## What you need to do
Report every line in the rows below that contains the string "gravel".

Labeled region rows
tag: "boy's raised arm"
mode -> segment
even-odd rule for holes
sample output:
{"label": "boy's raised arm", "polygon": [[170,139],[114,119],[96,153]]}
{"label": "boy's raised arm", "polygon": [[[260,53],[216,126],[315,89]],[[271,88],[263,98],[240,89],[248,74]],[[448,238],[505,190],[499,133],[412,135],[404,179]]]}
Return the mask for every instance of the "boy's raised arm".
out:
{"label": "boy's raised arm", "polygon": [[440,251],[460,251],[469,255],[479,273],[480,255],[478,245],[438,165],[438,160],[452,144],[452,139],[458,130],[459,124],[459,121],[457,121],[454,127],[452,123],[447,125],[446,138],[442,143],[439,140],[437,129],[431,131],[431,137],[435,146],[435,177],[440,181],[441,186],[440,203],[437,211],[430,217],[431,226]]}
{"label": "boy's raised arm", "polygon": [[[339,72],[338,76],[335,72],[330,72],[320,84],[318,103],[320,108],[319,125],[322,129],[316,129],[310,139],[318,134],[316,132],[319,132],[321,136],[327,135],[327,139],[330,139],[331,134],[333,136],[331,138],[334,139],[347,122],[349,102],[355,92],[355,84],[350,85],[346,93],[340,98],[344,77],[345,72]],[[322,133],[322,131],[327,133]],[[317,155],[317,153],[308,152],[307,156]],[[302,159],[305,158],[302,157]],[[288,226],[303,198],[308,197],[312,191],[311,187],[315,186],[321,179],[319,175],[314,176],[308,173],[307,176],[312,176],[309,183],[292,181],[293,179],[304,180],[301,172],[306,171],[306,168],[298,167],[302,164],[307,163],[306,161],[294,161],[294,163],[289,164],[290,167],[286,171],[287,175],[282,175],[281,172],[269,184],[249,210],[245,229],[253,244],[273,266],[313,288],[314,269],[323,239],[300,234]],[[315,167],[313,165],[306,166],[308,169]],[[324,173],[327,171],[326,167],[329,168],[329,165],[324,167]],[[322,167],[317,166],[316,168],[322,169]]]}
...
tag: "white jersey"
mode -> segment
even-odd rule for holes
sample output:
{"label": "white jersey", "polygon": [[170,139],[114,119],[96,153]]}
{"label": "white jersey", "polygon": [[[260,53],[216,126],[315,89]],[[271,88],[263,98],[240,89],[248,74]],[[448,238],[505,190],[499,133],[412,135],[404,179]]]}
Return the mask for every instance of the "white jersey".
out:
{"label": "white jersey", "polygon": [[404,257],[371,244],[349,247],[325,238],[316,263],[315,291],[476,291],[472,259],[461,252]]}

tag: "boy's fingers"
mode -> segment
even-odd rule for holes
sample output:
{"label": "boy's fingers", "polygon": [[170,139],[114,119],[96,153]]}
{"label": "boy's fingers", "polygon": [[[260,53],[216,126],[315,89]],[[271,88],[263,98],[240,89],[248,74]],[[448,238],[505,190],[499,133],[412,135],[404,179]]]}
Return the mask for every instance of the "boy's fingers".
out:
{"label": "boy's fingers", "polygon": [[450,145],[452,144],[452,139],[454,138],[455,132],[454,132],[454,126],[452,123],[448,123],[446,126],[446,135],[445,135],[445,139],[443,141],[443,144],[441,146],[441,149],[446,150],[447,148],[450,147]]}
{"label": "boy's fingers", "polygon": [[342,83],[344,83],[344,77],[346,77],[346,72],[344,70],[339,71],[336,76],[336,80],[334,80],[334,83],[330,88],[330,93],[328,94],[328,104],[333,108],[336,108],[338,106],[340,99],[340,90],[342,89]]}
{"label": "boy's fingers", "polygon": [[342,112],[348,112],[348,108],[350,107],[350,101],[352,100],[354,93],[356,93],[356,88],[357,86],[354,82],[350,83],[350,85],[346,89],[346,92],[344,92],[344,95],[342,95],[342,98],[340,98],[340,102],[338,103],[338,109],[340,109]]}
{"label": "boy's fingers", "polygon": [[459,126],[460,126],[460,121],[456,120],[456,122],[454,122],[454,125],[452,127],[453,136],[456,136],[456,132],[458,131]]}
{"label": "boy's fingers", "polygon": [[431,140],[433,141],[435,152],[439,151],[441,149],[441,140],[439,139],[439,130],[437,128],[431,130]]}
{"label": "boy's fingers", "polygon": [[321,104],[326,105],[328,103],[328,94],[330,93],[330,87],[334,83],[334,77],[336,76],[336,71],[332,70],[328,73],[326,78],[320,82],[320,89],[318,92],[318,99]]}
--
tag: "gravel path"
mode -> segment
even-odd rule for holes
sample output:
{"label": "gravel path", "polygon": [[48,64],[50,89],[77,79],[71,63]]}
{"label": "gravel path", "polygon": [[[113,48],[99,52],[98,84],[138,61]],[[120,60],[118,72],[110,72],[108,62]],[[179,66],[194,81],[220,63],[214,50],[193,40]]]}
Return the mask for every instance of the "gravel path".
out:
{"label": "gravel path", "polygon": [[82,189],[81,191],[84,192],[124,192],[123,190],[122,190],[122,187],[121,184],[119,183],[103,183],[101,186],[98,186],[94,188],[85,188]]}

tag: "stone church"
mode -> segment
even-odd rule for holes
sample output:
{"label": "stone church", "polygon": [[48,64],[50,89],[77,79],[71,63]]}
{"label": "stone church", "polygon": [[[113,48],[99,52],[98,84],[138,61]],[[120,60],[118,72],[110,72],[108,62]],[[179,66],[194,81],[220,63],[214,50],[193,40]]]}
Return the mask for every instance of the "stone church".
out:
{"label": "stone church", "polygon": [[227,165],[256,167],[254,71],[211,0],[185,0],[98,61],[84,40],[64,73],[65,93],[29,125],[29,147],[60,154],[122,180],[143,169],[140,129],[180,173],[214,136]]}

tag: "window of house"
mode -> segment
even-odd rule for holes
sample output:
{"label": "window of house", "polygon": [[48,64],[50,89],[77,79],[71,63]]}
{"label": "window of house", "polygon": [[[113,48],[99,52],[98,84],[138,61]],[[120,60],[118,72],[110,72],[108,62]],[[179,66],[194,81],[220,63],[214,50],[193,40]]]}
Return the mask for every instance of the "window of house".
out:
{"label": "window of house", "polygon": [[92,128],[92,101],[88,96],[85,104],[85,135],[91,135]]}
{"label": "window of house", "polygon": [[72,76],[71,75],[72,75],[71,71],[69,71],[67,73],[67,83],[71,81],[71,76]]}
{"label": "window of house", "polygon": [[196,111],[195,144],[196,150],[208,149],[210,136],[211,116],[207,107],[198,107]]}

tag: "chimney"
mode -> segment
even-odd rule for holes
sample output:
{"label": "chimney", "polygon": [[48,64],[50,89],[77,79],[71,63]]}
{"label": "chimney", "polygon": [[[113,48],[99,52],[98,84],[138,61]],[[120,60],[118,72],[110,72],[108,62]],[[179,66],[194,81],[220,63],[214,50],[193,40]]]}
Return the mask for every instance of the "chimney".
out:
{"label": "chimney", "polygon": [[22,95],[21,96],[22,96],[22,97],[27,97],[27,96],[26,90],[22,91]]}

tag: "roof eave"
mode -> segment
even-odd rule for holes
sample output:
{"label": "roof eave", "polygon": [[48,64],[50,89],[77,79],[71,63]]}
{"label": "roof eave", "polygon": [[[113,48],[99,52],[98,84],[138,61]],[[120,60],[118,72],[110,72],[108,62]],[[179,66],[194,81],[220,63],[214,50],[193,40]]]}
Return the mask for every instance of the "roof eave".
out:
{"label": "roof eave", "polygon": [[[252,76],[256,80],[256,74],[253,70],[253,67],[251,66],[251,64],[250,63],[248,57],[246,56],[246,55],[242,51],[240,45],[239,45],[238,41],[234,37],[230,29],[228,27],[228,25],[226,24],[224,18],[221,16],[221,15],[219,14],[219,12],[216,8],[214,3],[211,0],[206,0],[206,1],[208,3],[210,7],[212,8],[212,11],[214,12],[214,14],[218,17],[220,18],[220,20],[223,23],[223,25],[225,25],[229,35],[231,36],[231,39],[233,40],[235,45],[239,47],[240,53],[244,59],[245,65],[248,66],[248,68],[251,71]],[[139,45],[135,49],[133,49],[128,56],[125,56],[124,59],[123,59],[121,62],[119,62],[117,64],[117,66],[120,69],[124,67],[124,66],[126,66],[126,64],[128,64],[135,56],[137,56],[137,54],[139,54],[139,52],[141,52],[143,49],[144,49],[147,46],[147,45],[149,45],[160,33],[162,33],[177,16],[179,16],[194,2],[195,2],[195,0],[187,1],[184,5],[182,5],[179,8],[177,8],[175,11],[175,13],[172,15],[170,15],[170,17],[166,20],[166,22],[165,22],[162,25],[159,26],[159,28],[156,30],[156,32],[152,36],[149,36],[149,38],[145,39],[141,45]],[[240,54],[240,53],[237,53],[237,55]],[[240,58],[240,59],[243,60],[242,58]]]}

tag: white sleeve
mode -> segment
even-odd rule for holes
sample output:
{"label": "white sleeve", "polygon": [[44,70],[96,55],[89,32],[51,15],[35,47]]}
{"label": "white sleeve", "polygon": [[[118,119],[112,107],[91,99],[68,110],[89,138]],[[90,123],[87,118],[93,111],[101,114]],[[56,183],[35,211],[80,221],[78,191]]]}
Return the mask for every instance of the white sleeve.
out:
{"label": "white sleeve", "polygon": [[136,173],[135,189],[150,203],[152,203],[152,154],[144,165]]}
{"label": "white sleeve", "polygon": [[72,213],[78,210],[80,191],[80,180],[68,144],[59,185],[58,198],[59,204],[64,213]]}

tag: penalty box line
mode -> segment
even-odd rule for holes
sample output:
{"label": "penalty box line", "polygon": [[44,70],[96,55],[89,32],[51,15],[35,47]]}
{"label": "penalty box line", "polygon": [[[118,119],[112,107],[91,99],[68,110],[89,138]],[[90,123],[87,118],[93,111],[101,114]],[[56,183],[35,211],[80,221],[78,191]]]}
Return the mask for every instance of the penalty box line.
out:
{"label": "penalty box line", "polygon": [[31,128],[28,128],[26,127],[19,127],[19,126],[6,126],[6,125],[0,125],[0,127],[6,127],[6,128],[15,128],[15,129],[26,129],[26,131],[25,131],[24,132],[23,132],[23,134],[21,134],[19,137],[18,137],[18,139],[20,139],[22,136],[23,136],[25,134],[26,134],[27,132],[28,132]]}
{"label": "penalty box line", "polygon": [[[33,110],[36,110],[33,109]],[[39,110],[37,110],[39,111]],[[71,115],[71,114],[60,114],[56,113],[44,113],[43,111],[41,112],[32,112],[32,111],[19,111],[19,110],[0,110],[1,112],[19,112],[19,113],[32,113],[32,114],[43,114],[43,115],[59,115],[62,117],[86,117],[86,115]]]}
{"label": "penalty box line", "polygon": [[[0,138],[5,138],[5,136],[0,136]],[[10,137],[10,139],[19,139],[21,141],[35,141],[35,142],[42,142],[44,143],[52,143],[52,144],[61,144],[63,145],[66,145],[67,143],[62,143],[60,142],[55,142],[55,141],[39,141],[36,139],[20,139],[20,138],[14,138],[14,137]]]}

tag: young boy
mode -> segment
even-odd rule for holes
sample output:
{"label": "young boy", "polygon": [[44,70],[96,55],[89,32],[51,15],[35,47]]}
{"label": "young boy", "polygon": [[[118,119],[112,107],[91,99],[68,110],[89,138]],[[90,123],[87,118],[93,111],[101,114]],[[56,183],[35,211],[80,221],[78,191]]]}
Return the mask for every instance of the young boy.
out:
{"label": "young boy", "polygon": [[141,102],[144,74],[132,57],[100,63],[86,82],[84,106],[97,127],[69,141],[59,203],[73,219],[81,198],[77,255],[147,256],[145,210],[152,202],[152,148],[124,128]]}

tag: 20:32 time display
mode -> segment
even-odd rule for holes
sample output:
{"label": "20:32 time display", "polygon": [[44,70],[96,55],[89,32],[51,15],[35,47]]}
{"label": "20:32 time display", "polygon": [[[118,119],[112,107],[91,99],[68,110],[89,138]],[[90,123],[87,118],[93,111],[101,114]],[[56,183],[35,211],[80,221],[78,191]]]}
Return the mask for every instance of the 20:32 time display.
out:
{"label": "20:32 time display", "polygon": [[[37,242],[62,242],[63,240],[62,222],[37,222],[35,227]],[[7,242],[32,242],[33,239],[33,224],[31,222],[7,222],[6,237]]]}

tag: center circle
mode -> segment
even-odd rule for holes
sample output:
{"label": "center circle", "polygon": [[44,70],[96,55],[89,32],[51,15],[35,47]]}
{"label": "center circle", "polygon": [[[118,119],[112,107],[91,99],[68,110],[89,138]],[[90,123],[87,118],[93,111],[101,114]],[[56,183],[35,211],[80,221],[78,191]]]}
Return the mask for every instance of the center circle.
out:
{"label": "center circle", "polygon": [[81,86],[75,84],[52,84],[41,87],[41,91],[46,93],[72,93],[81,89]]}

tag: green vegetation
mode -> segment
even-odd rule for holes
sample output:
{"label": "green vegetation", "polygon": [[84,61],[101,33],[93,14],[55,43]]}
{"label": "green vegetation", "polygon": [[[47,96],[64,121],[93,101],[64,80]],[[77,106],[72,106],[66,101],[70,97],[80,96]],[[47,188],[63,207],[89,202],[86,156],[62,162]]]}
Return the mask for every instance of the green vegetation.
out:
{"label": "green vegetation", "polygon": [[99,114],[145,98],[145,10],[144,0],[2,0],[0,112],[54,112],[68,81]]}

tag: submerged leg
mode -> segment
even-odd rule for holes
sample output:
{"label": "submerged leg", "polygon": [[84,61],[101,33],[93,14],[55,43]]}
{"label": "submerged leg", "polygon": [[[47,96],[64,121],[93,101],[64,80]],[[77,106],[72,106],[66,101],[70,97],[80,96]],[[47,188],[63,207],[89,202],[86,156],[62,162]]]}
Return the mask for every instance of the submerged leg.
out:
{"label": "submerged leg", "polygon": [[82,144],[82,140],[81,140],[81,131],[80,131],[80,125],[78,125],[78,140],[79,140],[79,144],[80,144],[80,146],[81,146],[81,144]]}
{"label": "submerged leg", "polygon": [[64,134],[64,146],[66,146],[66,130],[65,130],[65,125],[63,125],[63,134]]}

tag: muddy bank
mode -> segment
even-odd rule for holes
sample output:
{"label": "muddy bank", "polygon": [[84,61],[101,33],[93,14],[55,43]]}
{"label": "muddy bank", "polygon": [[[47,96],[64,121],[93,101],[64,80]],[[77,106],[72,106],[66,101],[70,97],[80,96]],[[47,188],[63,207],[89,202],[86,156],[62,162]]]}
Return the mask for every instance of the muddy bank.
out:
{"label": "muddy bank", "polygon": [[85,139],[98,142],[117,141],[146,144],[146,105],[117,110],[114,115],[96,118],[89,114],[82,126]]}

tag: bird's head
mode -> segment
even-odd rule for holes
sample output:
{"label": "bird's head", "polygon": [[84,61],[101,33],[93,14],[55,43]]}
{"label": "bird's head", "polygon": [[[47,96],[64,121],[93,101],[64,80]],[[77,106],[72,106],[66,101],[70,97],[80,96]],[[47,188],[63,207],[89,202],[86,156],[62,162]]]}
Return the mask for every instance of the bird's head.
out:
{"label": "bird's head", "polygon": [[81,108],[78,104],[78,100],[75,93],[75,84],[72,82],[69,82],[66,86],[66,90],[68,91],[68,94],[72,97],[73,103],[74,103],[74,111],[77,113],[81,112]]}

## Reply to the task
tag: "gravel path"
{"label": "gravel path", "polygon": [[48,64],[50,89],[77,79],[71,63]]}
{"label": "gravel path", "polygon": [[[113,48],[99,52],[98,84],[138,61]],[[120,60],[118,72],[110,72],[108,62]],[[179,66],[194,81],[220,63],[214,50],[193,40]]]}
Return the mask for every instance of the "gravel path".
{"label": "gravel path", "polygon": [[82,189],[81,191],[84,192],[124,192],[123,190],[122,190],[122,187],[121,184],[119,183],[103,183],[101,186],[98,186],[94,188],[85,188]]}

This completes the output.